___ RECORDS TO USE

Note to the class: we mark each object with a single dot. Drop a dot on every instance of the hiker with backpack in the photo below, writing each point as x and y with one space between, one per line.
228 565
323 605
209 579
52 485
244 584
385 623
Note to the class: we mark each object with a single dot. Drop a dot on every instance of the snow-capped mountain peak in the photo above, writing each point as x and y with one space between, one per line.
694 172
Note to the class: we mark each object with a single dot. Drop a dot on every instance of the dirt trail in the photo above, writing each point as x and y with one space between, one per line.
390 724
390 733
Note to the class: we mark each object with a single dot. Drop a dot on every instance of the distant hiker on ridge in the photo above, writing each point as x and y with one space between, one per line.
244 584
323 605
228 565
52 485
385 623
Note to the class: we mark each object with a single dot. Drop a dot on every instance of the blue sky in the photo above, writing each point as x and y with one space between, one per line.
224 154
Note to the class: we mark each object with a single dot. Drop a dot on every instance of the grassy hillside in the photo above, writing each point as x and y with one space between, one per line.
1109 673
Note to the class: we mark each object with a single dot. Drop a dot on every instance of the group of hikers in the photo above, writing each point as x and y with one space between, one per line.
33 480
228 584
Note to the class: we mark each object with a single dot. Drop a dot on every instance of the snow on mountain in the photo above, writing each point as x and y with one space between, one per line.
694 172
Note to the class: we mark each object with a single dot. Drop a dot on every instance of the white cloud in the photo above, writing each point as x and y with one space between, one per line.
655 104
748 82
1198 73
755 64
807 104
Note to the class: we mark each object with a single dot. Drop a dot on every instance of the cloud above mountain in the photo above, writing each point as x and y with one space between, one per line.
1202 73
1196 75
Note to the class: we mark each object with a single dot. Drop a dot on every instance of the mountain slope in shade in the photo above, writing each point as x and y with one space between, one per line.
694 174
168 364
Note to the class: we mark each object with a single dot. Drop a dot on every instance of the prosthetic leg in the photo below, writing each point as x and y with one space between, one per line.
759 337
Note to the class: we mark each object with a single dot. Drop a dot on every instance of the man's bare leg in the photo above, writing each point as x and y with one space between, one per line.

______

Word for word, write out all of the data above.

Note to the class: we mark each object with a single dot. Drop a dot on every instance of the hiker with backpack in the photo below, writing each point as x and y with one space between, one per line.
228 565
323 605
209 579
52 485
244 584
385 623
Note to the class: we mark each object with a single dot. Drop a dot on every instance of the snow-capped mountain peak in the photo above, writing each point as x and y with one space between, one per line.
694 172
Note to the class: we mark each object with a single dot. Drop a dot on every instance of the dirt trail in the photo above, writing each point as x and y with one space between, one per line.
390 724
390 733
Note to the class: we mark each object with a single dot. Drop a dot on every instance of the distant hiker on ridge in the photo above, writing each point as x and y with one space between, one per line.
244 584
323 605
228 565
52 485
385 623
Note to the class: we mark each object with a single dot. Drop a dot on every instance of the blue sky in the photo above, writing each point as x and y with one space between, one per line.
224 154
Note to the class: we mark each object with a single dot. Drop a dot on every instance of the grassy hillside in the photo above, writing each point as x and y with one space between, one per line.
1109 673
Note to the class: we mark each object with a single dot. Drop a dot on every instance of the group of hikers in the photo above, writing each point as x and y with one space between, one per line.
33 480
228 584
Note to the class: we mark each object with a single dot. Drop a dot on every instance of the snow on mountain in the photo above, writing each point as x and y with one space between, one per line.
694 172
Note to the class: we mark each object with a single dot. Drop a dot on every instance of the white cloud in the photo above, writing each point as x and y with one space between, one per line.
655 104
748 82
1198 73
755 64
807 104
Note to the class: we mark each object with a single dot. Drop a dot on every instance of the cloud above mountain in the photo above, writing each point as x and y with one space between, one per line.
1202 73
1196 75
Note to the class: we mark each object with a single dot. Drop a dot on every instance of the mountain slope in shade in the photo above, writing each point as x and y with one space between, one per line.
694 174
168 364
Note to the class: we mark each object with a single dot. Drop a dot on every instance of the prosthetic leg in the photo below, writing each point as x and y with one space between, one per line.
759 337
Note to the class: we mark each object with a single dot. Drop a dot on every instance of the man's bare leg in the photo above, writing each point as x and y with one space between, one per line.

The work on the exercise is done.